- [Input material]:
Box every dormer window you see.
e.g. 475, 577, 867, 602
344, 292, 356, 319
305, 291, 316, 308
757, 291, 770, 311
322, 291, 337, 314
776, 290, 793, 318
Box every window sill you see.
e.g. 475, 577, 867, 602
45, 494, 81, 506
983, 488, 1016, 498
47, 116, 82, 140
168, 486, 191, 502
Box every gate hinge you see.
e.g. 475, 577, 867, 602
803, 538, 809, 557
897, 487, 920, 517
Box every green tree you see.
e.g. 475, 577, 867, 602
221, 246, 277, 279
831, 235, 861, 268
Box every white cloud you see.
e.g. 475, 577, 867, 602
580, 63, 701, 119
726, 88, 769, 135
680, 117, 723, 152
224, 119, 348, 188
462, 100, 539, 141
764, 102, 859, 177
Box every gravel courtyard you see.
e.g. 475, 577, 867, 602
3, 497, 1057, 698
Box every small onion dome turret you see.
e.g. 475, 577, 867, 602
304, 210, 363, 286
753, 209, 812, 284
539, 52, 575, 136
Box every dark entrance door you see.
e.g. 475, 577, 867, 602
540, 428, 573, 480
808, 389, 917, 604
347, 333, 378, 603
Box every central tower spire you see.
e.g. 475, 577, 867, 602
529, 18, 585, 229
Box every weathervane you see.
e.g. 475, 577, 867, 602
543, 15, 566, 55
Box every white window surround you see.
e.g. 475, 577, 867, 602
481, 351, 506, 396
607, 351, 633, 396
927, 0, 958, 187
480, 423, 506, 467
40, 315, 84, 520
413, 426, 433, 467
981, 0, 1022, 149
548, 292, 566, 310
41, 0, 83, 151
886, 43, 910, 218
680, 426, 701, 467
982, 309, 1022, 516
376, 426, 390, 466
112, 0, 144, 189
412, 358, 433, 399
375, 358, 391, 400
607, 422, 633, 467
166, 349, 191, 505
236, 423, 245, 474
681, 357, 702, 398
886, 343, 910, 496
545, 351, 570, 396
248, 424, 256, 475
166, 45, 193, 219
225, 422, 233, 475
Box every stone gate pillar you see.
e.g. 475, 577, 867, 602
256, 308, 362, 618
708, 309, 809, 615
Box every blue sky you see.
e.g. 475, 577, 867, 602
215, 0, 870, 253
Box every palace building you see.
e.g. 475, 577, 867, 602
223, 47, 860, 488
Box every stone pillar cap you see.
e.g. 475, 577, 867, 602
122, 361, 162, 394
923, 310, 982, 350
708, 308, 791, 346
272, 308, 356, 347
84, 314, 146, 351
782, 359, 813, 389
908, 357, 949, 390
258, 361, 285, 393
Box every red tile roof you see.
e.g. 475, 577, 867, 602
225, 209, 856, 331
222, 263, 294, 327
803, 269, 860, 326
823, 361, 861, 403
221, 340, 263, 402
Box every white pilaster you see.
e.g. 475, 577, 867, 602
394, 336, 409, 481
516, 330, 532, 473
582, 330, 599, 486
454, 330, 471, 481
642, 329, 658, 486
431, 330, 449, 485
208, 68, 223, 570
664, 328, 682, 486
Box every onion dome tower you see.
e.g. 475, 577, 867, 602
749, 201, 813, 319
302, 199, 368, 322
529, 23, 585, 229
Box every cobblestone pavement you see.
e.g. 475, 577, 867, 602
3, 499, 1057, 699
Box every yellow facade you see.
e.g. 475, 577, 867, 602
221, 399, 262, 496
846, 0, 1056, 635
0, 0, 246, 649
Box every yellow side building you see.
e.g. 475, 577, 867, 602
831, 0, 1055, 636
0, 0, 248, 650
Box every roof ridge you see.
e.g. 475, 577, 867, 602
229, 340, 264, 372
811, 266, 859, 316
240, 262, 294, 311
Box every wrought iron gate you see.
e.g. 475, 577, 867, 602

- [Task details]: Write down, word for word, the lines above from the one containing "Box every central tower spire you see." through the one containing "Box every white window surround you see.", both ends included.

- [Answer space]:
Box every central tower spire you see.
e.g. 475, 577, 867, 602
529, 18, 585, 229
Box every weathervane you see.
e.g. 475, 577, 867, 602
543, 15, 566, 55
Box every white window surround you see.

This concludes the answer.